Put the lines of the material, from the line containing "The component shall place one marker per instance of the long" through the final line, both included, into a JSON list of strings with one string per line and no blank lines.

Point-based annotation material:
══════════

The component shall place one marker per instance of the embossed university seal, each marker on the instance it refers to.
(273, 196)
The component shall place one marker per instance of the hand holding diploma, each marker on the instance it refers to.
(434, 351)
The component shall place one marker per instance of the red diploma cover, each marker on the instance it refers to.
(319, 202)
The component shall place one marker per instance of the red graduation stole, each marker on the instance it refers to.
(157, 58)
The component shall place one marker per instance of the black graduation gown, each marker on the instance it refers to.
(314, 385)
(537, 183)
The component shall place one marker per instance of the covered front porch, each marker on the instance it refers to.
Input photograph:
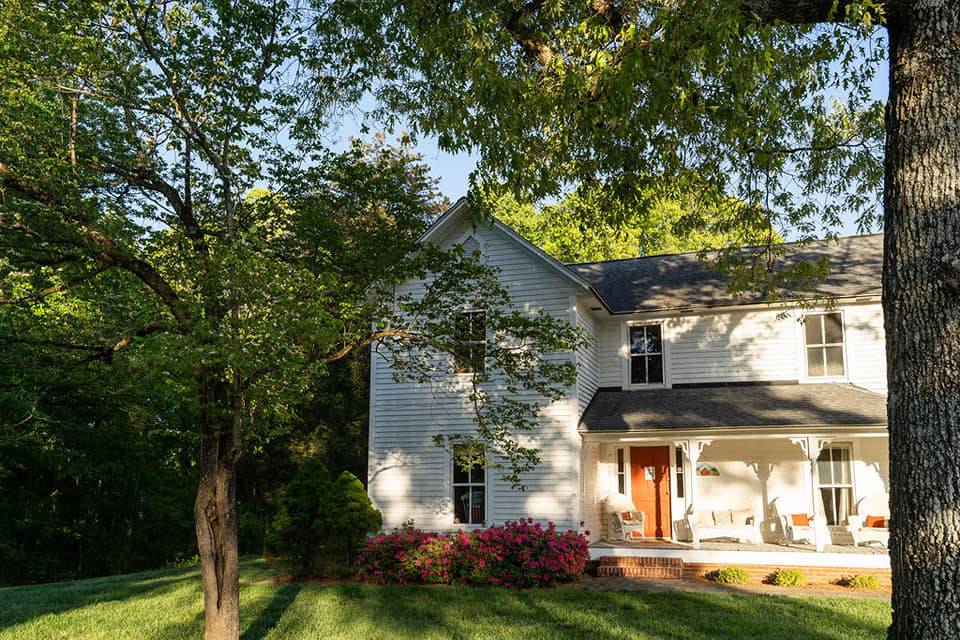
(766, 470)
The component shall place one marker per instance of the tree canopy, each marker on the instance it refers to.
(579, 227)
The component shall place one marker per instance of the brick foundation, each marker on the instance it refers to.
(633, 567)
(675, 568)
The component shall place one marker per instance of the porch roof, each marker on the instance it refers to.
(789, 405)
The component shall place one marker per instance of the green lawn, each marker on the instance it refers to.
(166, 604)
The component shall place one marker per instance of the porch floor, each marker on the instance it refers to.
(719, 545)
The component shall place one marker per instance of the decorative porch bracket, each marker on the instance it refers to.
(811, 447)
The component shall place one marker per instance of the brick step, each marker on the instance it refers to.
(632, 567)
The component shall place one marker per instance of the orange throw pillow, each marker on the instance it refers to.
(800, 520)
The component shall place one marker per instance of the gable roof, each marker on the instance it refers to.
(655, 283)
(784, 405)
(459, 211)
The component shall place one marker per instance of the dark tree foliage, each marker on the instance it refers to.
(91, 482)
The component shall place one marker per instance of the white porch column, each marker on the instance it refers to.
(691, 451)
(812, 446)
(589, 475)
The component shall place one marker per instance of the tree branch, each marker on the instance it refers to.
(63, 286)
(797, 11)
(528, 40)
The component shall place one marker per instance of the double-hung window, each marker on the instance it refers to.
(824, 344)
(469, 490)
(470, 334)
(836, 482)
(646, 354)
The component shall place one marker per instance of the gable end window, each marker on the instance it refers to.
(646, 354)
(470, 334)
(469, 491)
(823, 335)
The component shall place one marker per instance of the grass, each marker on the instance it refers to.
(166, 604)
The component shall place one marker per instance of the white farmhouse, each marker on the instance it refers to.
(704, 429)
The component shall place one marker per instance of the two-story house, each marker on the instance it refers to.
(732, 425)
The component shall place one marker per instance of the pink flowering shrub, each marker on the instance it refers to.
(517, 554)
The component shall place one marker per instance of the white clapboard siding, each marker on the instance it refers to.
(745, 346)
(587, 373)
(741, 346)
(866, 349)
(409, 477)
(610, 352)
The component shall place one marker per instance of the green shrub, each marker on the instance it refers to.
(860, 581)
(788, 578)
(320, 525)
(729, 575)
(351, 514)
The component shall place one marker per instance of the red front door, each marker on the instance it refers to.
(650, 483)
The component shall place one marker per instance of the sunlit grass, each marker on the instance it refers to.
(167, 604)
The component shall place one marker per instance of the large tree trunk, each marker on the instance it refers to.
(921, 284)
(215, 511)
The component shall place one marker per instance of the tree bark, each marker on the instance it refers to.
(215, 510)
(921, 283)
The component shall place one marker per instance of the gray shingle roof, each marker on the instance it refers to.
(683, 280)
(735, 406)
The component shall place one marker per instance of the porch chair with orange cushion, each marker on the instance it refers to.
(799, 526)
(871, 523)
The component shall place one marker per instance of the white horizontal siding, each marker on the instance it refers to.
(747, 346)
(610, 353)
(587, 374)
(741, 346)
(409, 477)
(866, 346)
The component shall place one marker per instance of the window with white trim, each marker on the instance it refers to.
(646, 354)
(835, 482)
(823, 333)
(469, 490)
(621, 471)
(470, 334)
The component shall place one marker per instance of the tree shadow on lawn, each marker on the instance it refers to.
(19, 605)
(271, 612)
(574, 613)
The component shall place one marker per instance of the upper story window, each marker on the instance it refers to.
(646, 354)
(621, 471)
(823, 334)
(470, 333)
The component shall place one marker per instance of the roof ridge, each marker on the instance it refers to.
(687, 253)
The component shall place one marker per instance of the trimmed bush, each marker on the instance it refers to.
(321, 525)
(788, 578)
(860, 581)
(729, 575)
(518, 554)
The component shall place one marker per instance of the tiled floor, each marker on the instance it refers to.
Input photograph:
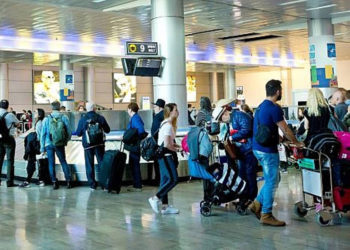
(40, 218)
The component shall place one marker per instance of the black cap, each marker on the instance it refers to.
(160, 103)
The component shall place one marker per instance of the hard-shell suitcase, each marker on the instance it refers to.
(112, 170)
(344, 139)
(342, 198)
(43, 170)
(341, 173)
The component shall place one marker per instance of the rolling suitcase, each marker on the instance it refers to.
(111, 173)
(43, 170)
(344, 139)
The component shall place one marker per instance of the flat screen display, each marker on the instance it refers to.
(124, 88)
(46, 84)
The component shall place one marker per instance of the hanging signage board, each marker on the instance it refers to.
(141, 48)
(67, 85)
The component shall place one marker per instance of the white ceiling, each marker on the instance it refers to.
(85, 19)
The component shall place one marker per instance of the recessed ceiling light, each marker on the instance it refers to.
(246, 21)
(292, 2)
(192, 11)
(322, 7)
(340, 12)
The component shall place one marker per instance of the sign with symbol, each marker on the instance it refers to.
(331, 50)
(141, 48)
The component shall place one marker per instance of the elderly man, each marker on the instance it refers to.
(338, 100)
(92, 127)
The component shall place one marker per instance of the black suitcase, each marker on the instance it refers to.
(43, 170)
(341, 173)
(112, 170)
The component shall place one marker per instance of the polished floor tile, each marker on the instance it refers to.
(40, 218)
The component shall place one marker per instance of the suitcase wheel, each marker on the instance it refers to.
(300, 208)
(206, 209)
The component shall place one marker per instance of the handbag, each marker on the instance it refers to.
(335, 124)
(231, 149)
(263, 136)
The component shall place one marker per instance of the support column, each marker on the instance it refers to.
(214, 87)
(230, 84)
(168, 30)
(90, 89)
(66, 68)
(4, 82)
(322, 53)
(286, 79)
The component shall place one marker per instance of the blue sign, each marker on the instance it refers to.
(331, 50)
(69, 79)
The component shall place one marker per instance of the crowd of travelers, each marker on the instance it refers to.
(255, 135)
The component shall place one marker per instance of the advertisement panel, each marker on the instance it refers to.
(124, 88)
(46, 86)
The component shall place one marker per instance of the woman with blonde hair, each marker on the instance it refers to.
(167, 162)
(317, 113)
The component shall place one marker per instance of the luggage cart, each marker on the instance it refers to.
(315, 174)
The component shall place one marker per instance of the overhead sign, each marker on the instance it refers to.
(141, 48)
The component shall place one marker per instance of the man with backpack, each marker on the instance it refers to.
(267, 120)
(55, 134)
(157, 120)
(8, 126)
(92, 127)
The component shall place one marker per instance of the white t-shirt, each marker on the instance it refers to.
(166, 129)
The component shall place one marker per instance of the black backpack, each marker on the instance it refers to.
(324, 142)
(4, 131)
(94, 132)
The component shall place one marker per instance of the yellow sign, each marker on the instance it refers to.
(132, 48)
(329, 71)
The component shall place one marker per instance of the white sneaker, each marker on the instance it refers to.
(170, 210)
(154, 202)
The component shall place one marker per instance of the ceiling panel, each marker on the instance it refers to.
(85, 20)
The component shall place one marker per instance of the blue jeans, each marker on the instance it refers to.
(89, 155)
(134, 161)
(247, 171)
(168, 177)
(61, 154)
(270, 163)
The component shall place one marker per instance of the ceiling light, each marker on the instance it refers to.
(192, 11)
(340, 12)
(129, 5)
(292, 2)
(246, 21)
(322, 7)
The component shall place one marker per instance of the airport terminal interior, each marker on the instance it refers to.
(113, 53)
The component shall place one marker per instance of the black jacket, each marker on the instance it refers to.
(82, 125)
(157, 120)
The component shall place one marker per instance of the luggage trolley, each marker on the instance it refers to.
(317, 182)
(218, 193)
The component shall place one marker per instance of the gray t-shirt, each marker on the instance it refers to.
(11, 121)
(341, 109)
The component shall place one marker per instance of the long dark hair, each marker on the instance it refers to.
(41, 115)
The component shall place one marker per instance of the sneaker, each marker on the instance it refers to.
(11, 184)
(69, 185)
(170, 210)
(93, 187)
(132, 189)
(255, 208)
(55, 185)
(269, 219)
(24, 184)
(154, 202)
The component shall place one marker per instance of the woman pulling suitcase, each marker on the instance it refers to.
(167, 163)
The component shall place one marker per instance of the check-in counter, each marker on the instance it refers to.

══════════

__Exercise output__.
[
  "The component shall place one marker per instance of the long dark hair, each marker on the instance it refers to.",
  "(41, 115)",
  "The component shall place one marker per instance of the sneaker, each marker on the instance it refers to.",
  "(11, 184)",
  "(69, 185)",
  "(170, 210)",
  "(93, 187)",
  "(132, 189)",
  "(255, 208)",
  "(55, 185)",
  "(269, 219)",
  "(24, 184)",
  "(154, 202)",
  "The component shall place one marker per instance of the woman pulling suitcase, each marker on the instance it refers to.",
  "(167, 163)",
  "The component shall place one marker per instance of the check-in counter, each marker on the instance it refers to."
]